## WHAT YOU NEED TO DO
Rewrite all of the records below, replacing "disc" with "circle" and keeping everything else the same.

______

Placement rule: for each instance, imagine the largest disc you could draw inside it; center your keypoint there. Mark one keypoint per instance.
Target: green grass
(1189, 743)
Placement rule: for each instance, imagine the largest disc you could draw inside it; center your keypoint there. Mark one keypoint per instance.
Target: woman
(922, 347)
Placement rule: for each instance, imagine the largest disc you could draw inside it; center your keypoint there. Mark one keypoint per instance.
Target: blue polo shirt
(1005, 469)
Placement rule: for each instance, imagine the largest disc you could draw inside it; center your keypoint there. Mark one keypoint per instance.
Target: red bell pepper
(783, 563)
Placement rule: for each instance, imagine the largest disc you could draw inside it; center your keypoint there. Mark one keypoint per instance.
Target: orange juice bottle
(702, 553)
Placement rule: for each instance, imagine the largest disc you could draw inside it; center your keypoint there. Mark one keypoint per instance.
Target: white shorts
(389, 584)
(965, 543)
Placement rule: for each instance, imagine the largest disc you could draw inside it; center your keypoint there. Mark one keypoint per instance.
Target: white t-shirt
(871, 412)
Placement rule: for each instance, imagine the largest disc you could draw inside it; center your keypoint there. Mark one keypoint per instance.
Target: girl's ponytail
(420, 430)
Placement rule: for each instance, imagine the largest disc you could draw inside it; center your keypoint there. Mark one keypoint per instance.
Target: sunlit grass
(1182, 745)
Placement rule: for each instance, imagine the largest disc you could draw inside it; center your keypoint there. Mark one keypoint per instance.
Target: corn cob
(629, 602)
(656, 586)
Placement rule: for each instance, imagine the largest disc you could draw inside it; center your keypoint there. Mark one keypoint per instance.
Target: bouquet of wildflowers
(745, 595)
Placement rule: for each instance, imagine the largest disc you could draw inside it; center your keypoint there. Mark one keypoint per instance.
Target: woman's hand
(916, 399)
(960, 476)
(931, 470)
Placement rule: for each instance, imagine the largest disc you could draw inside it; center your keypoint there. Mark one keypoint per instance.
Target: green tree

______

## THE REPLY
Placement rule: for each instance, imagine the largest circle you could draw inside it; center your keypoint there. Mark one keypoint per instance.
Target: green grass
(1189, 743)
Placement rule: for each instance, imagine the largest circle you could draw inside it; center your keypoint there. Mark one keypoint per instance.
Target: woman
(922, 347)
Placement rule: for each instance, imagine the largest circle you could draw inside it; center your keypoint there. Mark one keypoint per instance.
Target: blue polo shirt
(1005, 469)
Placement rule: for each instance, imagine the largest circle you could draw inside it; center your keypoint there. Mark one keypoint per instance.
Target: red bell pepper
(783, 563)
Placement rule: for each instance, imagine the largest circle you could draw inside it; center your keypoint there. Mark one keypoint per instance.
Target: orange juice bottle
(702, 553)
Placement rule: for each instance, imagine the largest circle you could draw inside it; center your keypoint there. Mark one keypoint per instance.
Target: white shorts
(389, 584)
(965, 543)
Placement rule: for each instance, imagine the largest circle you could draw inside it; center your keypoint there. Mark one keypoint per instance.
Target: white t-shirt
(871, 412)
Placement rule: for each instance, imagine the largest circle you could draw inside it; center your keypoint there. Mark one keypoint per instance.
Target: girl's ponytail
(420, 430)
Placement rule: for each instance, imagine the largest circle you could draw inside it; center your keypoint there. Mark one keypoint per instance.
Target: sunlit grass
(1182, 745)
Placement rule: for each instance, imagine the largest circle you could draw inside it; center your keypoint there. Mark one keypoint per instance.
Target: corn cob
(629, 602)
(656, 586)
Placement rule: for each instance, imagine the largest circle you could draw inside it; center your keypoint there. Mark one keypoint per instance.
Target: bouquet of wildflowers
(745, 595)
Placement rule: for each instance, imagine the largest circle you could draw inside it; center your keypoint there. Mark one keypoint per instance.
Target: woman's hand
(916, 399)
(960, 476)
(931, 470)
Placement rule: for each instance, imagine the largest circle you could draw inside it; center your keypoint there. Mark one keypoint per instance.
Target: green tree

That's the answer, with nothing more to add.